▸ EXERCISE INSTRUCTIONS: Set out every line of the records below as a numbered list, skipping blank lines and leaving the pictures out.
::::::
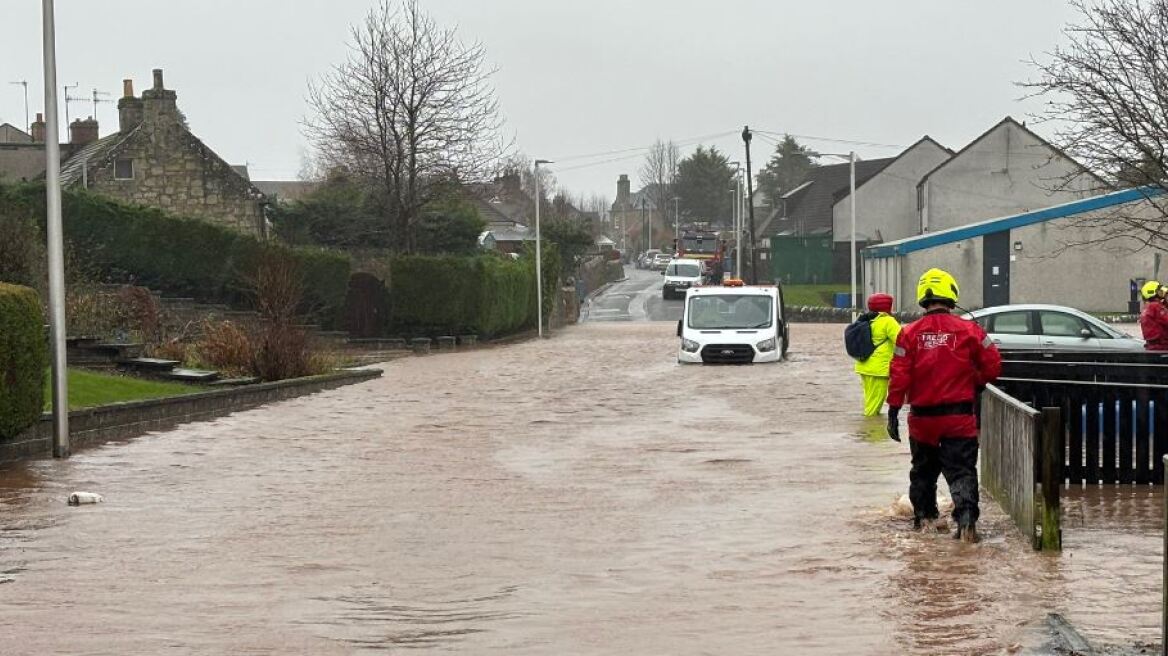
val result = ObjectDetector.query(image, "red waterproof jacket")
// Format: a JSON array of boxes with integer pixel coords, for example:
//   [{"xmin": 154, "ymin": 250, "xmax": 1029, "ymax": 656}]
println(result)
[
  {"xmin": 1140, "ymin": 301, "xmax": 1168, "ymax": 351},
  {"xmin": 888, "ymin": 310, "xmax": 1002, "ymax": 446}
]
::::::
▸ RESULT:
1. val result = ObjectDetector.query(image, "red waterproof jacket")
2. // Format: a JSON array of boxes with integer pixel coords, for example:
3. //   [{"xmin": 154, "ymin": 250, "xmax": 1029, "ymax": 656}]
4. println(result)
5. [
6.   {"xmin": 1140, "ymin": 301, "xmax": 1168, "ymax": 351},
7.   {"xmin": 888, "ymin": 310, "xmax": 1002, "ymax": 446}
8. ]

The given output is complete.